→ Texto fornecido:
============

Como será o amanhã
A “ARTIVISTA” ANGELA HASELTINE POZZI CONSOLIDA-SE ENTRE OS NOMES MAIS IMPORTANTES DE SUA GERAÇÃO NAS QUESTÕES QUE ENVOLVEM A LIMPEZA E A DESPOLUIÇÃO DOS RIOS E DOS OCEANOS POR MEIO DA ARTE
Angela Haseltine Pozzi ficou viúva e então percebeu que precisa ressignificar a própria existência. Mudou-se para perto do mar e nas caminhadas diárias percebeu que a ação do homem estava destruindo o meio ambiente. Foi então que ela aarregaçou as mangas e passou a dedicar todo o seu conhecimento em arte para chamar a atenção da vizinhança. As esculturas tramadas de lixo recolhido das praias logo conquistaram os olhares de gente que só passava por ali de visita – e isso foi essencial para a consolidação da sua iniciativa e para a criação da Ongwashed Ashore, que recolhe toneladas de plásticos descartados nas praias para transformá-los em arte – que faz refletir sobre o destino do planeta.
L’OFFICIEL Como surgiu a ideia de fazer arte a partir do que foi tirado dos mares?
ANGELA HASELTINE POZZI Cresci amando o oceano e as praias e, quando adulta, mudei-me para perto do mar depois da morte do meu marido. Andava pelas praias todos os dias, tentando encontrar novamente um propósito para a minha vida. Fui para aquele lugar para me curar, mas encontrei um oceano que precisava de cura. Plástico se espalhava pelas praias e eu fiquei enojada com a ideia de que os humanos estavam destruindo o mundo. Decidi colocar todos os meus anos de ensino de arte em bom uso e tentar salvar os mares. Tinha encontrado o meu propósito. Queria despertar as pessoas comuns para o problema da poluição do plástico no oceano, mostrando-lhes a coisa real bem na frente delas de uma forma que não pudessem ignorar. Então, fazer animais gigantes com os destroços que os ameaçam simplesmente fazia sentido para mim. A obra é feita para ser bonita, mas precisa provocar e educar só de olhar.
L’OFF Quais são algumas das maiores influências em seu trabalho?

============

→ Tarefa A: Indique se cada afirmação concorda com o texto fornecido, respondendo sim ou não e citando as palavras do texto que decidem a questão: (i) Angela Haseltine Pozzi mudou-se para perto do mar depois da morte do marido; (ii) as esculturas são feitas com lixo recolhido das praias; (iii) ela só passou a gostar do oceano na vida adulta.
→ Tarefa B: Segundo o texto fornecido, por que fazer animais gigantes com os destroços do mar fazia sentido para a artista? Responda em até três frases.
→ Tarefa C: De acordo com o texto fornecido, o que faz a ONG criada a partir da iniciativa de Angela Haseltine Pozzi?

============

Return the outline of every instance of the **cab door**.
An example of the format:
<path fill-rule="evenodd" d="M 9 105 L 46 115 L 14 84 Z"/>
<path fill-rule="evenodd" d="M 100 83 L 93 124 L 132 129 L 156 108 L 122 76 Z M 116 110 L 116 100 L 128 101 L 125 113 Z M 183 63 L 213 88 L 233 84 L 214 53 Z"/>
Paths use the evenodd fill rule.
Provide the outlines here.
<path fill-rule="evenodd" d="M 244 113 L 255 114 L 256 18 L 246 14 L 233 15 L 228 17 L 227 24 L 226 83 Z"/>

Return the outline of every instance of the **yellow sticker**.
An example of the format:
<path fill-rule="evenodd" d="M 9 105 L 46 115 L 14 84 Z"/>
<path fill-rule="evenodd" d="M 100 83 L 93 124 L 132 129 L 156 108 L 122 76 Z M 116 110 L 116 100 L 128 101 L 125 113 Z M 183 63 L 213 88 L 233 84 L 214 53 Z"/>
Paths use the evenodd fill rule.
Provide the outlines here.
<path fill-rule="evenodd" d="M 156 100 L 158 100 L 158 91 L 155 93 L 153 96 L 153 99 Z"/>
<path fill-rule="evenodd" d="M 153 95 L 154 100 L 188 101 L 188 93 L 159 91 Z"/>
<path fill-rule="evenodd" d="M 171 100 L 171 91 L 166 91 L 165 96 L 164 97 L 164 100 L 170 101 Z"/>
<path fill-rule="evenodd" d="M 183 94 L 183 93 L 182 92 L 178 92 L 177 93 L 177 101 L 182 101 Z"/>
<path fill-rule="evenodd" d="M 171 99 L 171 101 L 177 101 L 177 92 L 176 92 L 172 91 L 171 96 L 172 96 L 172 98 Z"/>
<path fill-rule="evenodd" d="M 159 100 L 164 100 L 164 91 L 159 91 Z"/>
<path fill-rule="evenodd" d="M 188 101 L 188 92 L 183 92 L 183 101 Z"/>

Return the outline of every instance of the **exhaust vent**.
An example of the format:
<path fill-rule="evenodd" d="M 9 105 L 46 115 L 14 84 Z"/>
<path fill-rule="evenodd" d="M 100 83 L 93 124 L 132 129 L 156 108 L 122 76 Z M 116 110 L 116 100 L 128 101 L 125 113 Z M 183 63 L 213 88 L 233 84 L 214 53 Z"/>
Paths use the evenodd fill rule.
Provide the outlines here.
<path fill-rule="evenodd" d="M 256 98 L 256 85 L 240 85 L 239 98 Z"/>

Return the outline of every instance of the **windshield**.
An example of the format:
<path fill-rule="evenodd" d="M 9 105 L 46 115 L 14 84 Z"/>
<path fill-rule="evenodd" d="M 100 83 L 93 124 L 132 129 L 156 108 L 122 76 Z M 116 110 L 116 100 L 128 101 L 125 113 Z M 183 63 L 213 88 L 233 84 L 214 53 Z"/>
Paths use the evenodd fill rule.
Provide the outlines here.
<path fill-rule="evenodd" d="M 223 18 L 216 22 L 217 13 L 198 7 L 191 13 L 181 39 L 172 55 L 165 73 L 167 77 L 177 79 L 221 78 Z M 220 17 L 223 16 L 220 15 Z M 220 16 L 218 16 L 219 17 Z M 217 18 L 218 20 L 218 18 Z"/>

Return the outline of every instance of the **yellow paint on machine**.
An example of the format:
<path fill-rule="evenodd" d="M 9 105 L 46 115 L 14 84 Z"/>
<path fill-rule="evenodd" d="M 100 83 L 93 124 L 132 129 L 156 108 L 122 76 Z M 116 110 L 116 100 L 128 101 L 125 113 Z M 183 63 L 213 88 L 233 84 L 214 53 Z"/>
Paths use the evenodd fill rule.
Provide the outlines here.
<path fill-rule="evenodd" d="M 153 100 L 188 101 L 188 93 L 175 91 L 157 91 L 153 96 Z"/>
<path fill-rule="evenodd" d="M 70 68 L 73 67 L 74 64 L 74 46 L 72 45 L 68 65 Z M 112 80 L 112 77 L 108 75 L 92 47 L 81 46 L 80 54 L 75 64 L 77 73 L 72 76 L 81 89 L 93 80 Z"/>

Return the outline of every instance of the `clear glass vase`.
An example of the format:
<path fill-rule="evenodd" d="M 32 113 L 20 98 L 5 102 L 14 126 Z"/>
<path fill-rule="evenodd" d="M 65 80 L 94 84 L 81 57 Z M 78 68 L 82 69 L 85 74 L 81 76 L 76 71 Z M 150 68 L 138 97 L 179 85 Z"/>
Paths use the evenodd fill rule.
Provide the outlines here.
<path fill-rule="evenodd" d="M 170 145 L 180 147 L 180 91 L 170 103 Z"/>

============

→ Resposta esperada A:
(i) Sim: "mudei-me para perto do mar depois da morte do meu marido".
(ii) Sim: "As esculturas tramadas de lixo recolhido das praias".
(iii) Não: "Cresci amando o oceano e as praias".

→ Resposta esperada B: Ela queria despertar as pessoas comuns para o problema da poluição do plástico no oceano. Para isso, pretendia mostrar-lhes a coisa real bem na frente delas, de uma forma que não pudessem ignorar. Por esse motivo, fazer animais gigantes com os destroços que os ameaçam lhe pareceu o caminho natural.

→ Resposta esperada C: Recolhe toneladas de plásticos descartados nas praias para transformá-los em arte.